### RECORDED INFORMATION
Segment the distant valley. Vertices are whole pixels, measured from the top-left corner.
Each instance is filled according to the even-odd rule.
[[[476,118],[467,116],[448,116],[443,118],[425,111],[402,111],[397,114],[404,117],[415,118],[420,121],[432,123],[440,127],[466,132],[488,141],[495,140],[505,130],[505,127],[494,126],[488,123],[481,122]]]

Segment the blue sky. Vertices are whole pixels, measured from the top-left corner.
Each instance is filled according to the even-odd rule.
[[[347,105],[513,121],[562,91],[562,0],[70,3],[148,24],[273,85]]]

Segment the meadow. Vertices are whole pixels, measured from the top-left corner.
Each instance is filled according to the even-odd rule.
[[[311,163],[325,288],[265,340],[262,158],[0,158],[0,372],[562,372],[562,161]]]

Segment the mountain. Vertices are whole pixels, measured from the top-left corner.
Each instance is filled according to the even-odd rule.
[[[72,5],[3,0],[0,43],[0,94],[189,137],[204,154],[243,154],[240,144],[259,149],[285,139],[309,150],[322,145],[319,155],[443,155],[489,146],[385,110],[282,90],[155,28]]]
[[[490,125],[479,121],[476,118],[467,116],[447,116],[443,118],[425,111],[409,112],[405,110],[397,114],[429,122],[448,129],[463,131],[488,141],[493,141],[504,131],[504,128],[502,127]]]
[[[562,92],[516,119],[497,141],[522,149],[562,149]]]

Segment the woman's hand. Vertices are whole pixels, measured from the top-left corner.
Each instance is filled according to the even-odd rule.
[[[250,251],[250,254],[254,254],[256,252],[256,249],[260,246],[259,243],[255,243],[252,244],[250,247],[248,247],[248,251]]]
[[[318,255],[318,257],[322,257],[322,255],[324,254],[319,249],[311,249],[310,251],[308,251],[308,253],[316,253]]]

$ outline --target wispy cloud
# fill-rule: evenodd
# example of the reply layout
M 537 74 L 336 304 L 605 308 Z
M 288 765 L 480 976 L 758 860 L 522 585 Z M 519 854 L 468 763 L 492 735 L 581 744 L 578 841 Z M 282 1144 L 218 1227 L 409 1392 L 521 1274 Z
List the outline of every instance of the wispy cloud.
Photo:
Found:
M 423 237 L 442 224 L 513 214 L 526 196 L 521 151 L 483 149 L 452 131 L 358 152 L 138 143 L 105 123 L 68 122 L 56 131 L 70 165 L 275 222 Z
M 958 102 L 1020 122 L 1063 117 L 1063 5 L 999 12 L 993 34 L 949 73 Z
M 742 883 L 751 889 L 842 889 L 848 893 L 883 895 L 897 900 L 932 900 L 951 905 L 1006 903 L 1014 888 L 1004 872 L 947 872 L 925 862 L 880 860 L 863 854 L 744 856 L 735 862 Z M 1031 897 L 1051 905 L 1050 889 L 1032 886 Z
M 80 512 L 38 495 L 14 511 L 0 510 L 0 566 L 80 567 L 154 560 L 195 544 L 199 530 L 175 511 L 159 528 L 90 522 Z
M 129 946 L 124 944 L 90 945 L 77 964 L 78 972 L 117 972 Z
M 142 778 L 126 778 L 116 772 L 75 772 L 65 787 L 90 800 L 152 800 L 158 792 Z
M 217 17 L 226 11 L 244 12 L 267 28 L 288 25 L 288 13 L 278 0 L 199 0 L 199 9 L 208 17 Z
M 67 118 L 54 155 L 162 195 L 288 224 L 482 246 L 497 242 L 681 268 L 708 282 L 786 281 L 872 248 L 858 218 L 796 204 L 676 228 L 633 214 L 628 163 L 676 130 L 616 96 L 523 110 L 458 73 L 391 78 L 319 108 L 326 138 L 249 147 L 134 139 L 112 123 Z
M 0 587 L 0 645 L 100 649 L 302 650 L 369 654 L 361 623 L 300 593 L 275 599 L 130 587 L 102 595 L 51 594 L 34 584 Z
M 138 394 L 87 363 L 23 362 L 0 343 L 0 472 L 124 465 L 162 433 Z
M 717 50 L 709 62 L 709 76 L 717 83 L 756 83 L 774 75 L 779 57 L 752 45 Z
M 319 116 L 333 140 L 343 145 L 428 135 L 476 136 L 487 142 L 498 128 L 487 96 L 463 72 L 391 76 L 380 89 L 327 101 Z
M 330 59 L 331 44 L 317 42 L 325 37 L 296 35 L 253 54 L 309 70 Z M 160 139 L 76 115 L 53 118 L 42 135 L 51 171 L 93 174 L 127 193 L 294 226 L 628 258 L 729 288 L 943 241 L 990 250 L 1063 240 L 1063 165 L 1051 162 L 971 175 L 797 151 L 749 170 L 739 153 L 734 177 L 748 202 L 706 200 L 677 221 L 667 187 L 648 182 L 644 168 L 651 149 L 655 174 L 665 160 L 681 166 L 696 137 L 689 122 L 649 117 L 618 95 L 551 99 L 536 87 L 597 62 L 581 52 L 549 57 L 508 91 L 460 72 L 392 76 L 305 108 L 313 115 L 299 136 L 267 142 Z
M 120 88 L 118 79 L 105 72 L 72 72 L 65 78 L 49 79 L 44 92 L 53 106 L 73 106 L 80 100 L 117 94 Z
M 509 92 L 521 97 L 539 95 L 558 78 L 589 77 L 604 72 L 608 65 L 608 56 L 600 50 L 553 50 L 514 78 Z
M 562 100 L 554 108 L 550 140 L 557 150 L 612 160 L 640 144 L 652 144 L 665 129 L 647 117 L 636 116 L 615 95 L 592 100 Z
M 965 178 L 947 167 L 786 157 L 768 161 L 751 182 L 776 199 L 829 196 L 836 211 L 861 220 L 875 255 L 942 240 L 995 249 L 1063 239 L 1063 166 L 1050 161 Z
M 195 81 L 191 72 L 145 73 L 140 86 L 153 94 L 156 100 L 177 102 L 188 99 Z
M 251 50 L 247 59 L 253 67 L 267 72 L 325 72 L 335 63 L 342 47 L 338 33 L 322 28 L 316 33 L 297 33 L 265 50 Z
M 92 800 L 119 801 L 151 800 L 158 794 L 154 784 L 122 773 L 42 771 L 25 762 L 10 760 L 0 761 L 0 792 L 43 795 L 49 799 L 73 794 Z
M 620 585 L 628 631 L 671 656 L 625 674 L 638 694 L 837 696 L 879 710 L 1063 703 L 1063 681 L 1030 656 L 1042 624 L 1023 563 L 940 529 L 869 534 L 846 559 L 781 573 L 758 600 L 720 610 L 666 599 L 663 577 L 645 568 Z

### WHAT IS EXPECTED
Starting with the line above that holds "Segment the blue" and stopping with the line that holds "Segment the meadow.", reproduce each line exactly, omitting all other lines.

### ANSWER
Segment the blue sky. Vertices are whole pixels, measured from the top-left corner.
Each instance is filled according to the even-odd rule.
[[[347,105],[513,121],[562,91],[562,0],[70,3],[148,24],[273,85]]]

Segment the meadow. Vertices are whole pixels, measured from the top-left corner.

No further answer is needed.